● Short task
List every footnote marker (such as those beginning with "n") that appears in the passage below on the Supreme Court and class arbitration, in order.

● Document passage
○ ○ ○

C. The United States Supreme Court Weighs In
With the divergent lines of authority concerning the permissibility of class
arbitration brought to a head in Bazzle, the case was ripe for a grant of
certiorari by the United States Supreme Court. Given that one line of federal
court decisions held that the FAA disallowed class arbitration altogether when
the parties' agreement was silent on the matter n37 and another line of
state court authorities supported class arbitration, n38 a resolution was
needed. n39
The uncertainty was resolved by the United States Supreme Court's decision in
Green Tree Financial Corp. v. Bazzle, issued on June 23, 2003, which followed
the line of authorities permitting class arbitration. n40 Here, the Court
concluded that, even in cases falling under the FAA, state law governs whether
the parties' agreement permits or forbids class arbitration. n41 Unlike the
Seventh Circuit in Champ, the Court did not hold that the FAA forbids class
arbitration altogether when the arbitration agreement is silent on the issue.
n42 To the contrary, the Court accepted the proposition that, under the
controlling South Carolina contract interpretation principles, if the
arbitration provision is silent on the question, then class arbitration is
permissible. n43
The Court was unwilling to accept as a settled matter that the arbitration
provision in question was, in fact, silent on the question of class arbitration:
"We are faced at the outset with a problem concerning the contracts' silence.

○ ○ ○

● Data section
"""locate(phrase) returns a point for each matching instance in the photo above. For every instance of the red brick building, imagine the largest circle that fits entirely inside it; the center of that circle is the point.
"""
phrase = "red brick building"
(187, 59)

○ ○ ○

● Complete answer
n37, n38, n39, n40, n41, n42, n43